Document excerpt.
***
It's September 19th all over again

Cat, Gillian, Jen, Zara,

This is an apology. 

An apology to you, the four amazing women who I followed in the run-up to Scotland's independence referendum. I said I would be making a film about you. We trusted each other. I believed in you. And I believed you would win. (We all believed I'd be making a film.)

You dedicated (and have been dedicating ever since) your lives to campaigning for independence – never for narrow 'nationalist' reasons but for making this world a better place.

It is now September the 19th, 2015. It has been a year since, in terms of my relationship with my home country of choice, I entered a state of shock that somehow hasn't gone away.

Filming you canvassing and talking to so many people, one door at a time, gave me – and also yourselves – a strong feeling there was going to be a Yes vote in the end. Maybe we should have spent more time talking to that 65+ age group – those core No voters. Maybe we should have figured in all the people who were too afraid to open their door. People so scared of change, they wouldn't even discuss it.
***
Data records.

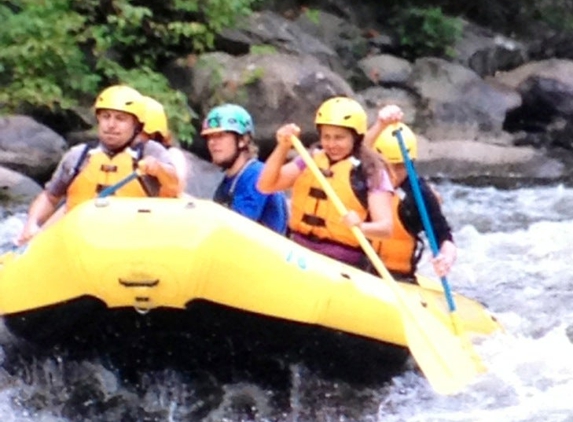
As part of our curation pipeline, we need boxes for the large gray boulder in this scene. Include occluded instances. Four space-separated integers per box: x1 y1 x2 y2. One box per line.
0 115 67 182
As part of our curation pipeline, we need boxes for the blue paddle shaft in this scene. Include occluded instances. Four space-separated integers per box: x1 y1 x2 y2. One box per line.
392 129 456 312
98 171 139 198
***
Work to complete.
Copy word for word the stretch of the apology letter from "This is an apology." through "making a film.)".

Output below.
This is an apology. 

An apology to you, the four amazing women who I followed in the run-up to Scotland's independence referendum. I said I would be making a film about you. We trusted each other. I believed in you. And I believed you would win. (We all believed I'd be making a film.)